▶ _Work to be completed_:
Go through the listing beneath this task and return every line that carries the string "Sample".

BEGIN Dataset records

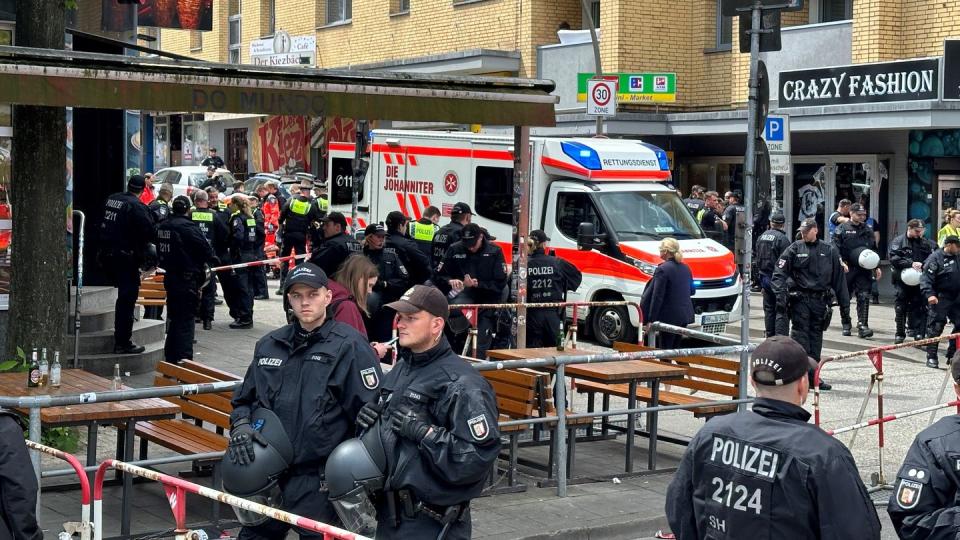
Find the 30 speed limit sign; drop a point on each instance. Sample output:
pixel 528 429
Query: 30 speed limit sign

END Dataset records
BEGIN Dataset records

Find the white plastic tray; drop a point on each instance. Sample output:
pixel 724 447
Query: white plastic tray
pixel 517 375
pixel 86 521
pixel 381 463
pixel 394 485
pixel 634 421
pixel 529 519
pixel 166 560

END Dataset records

▶ _Exercise response_:
Find the 30 speed limit sign; drop a point on each instance. Sample output:
Find the white plastic tray; drop a point on each instance. Sample output:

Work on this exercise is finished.